:: TASK ::
Can you filter the items below down to every line that contains the word "present" and copy each of those lines? Case counts when matching.
Begin SUPPLIED MATERIAL
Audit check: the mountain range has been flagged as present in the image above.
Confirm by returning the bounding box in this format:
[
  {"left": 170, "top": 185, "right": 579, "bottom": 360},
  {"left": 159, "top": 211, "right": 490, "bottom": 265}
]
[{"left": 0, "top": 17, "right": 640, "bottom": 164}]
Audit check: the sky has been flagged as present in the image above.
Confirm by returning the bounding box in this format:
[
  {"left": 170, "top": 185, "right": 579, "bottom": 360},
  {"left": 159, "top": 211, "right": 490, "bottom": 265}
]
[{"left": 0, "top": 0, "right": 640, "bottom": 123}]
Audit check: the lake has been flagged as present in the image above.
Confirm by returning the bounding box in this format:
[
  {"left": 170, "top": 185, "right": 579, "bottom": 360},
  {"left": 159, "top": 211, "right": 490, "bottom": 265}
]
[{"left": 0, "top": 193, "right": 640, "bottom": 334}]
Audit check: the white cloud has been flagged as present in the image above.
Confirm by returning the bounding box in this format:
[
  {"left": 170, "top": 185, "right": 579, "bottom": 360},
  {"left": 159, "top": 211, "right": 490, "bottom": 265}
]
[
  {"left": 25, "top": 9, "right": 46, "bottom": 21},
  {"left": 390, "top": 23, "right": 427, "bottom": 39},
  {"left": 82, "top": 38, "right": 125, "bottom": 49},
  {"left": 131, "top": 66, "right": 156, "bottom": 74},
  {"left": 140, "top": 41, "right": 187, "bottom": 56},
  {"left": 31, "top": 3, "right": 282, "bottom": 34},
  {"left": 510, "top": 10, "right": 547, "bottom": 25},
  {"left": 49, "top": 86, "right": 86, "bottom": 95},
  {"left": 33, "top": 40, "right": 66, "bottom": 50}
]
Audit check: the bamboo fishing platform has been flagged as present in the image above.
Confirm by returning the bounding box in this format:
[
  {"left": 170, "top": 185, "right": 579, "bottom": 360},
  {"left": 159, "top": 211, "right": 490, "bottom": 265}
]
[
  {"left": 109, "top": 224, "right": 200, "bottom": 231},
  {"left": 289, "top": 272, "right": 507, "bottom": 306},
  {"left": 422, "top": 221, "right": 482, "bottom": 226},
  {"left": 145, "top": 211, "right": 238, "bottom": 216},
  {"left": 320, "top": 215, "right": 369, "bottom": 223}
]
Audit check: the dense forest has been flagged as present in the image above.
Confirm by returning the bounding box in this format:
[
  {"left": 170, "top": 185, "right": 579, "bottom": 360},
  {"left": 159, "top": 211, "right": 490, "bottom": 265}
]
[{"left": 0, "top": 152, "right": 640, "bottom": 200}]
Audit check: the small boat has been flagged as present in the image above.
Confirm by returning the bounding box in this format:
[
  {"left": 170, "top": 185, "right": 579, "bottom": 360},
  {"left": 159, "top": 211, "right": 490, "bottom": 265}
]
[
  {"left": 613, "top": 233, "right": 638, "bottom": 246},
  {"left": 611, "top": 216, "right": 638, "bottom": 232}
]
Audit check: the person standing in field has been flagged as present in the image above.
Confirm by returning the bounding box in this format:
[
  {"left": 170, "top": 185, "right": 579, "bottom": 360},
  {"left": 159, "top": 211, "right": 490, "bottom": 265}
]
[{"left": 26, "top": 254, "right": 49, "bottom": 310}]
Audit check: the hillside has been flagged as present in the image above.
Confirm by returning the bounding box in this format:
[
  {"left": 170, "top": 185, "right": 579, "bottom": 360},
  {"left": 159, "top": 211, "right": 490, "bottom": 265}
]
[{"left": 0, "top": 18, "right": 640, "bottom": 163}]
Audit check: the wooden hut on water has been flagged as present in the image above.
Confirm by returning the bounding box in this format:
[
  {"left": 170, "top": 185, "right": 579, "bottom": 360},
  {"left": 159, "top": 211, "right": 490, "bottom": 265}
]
End SUPPLIED MATERIAL
:: RESULT ::
Audit check: the mountain range has been flagged as present in the image above.
Audit check: the sky has been flagged as present in the image above.
Audit check: the lake has been flagged as present in the image above.
Audit check: the white cloud has been flagged as present in the image above.
Audit check: the bamboo fishing platform has been flagged as present in the image above.
Audit check: the dense forest has been flagged as present in the image above.
Audit check: the small boat has been flagged as present in the image above.
Audit check: the person standing in field has been flagged as present in the image above.
Audit check: the hillside has been flagged as present in the image above.
Audit check: the wooden hut on water has been flagged as present in the image above.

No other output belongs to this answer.